Segment Start: Records for this task
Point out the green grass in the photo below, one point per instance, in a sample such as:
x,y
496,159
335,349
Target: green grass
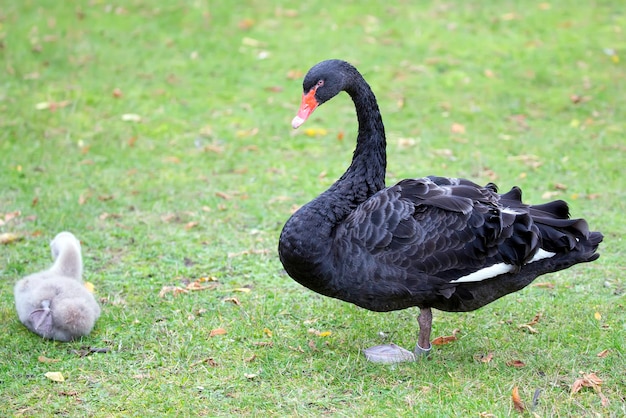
x,y
216,86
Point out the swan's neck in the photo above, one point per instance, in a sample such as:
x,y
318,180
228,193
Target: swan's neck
x,y
366,174
69,262
305,244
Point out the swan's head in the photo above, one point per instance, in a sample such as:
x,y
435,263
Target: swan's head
x,y
62,241
323,82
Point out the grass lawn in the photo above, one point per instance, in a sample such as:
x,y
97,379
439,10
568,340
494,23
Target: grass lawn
x,y
158,132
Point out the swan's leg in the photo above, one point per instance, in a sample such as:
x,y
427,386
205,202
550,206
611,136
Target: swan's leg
x,y
425,320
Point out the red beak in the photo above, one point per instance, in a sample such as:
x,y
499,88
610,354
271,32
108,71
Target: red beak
x,y
308,105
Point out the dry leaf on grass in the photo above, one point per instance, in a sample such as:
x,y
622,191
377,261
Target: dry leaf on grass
x,y
217,331
529,328
233,300
515,363
517,401
209,360
590,380
55,376
457,128
319,333
536,319
546,285
487,358
9,238
44,359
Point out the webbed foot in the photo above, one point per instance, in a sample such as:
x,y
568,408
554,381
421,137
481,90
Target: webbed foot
x,y
388,353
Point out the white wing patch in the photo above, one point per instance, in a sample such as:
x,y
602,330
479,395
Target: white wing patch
x,y
498,269
541,254
486,273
Segment End: Records for this task
▸ **Required work**:
Pictures are to be excluded; the records themselves are to be reproduced exactly.

▸ **Result of this exercise**:
Point out the green grass in the photo below, one point per instance, in a sample such as:
x,y
496,159
335,349
Target: green grass
x,y
216,86
Point out the swan's neck in the photo above, one point per instance, in a sample such as:
x,y
318,180
228,193
Target: swan's neck
x,y
366,174
69,262
305,244
Point out the swan's head in the photo above, one point per instance, in a sample such as:
x,y
435,263
Target: swan's head
x,y
62,241
323,82
Point out the grass lawn in the photo above, one point per instance, in a sample such as:
x,y
97,379
439,10
568,340
494,23
Target: grass lawn
x,y
158,132
Point out the swan's leg in the photo above, one point per instance, in a sample such as:
x,y
427,386
205,202
550,206
611,136
Target: swan's leg
x,y
425,320
Point out the red beak in the photo above, one point per instance, in a sample such as:
x,y
499,88
610,354
271,32
108,71
Target: red beak
x,y
308,105
Point out the dry leaf on grass in the photo above, one point per instance, in a sample such as:
x,y
622,191
377,261
Target: dry leaf on grass
x,y
217,331
529,328
233,300
515,363
517,401
209,360
590,380
55,376
457,128
319,333
536,319
546,285
487,358
9,238
44,359
Point out the webbed foot in the photo above, one point per instance, in a sample such as:
x,y
568,408
554,381
421,137
481,90
Target: webbed foot
x,y
388,353
Point out the white wing patch in the photo above, one point per instance, in a sample such as:
x,y
602,330
479,395
Target: white wing patch
x,y
498,269
541,254
486,273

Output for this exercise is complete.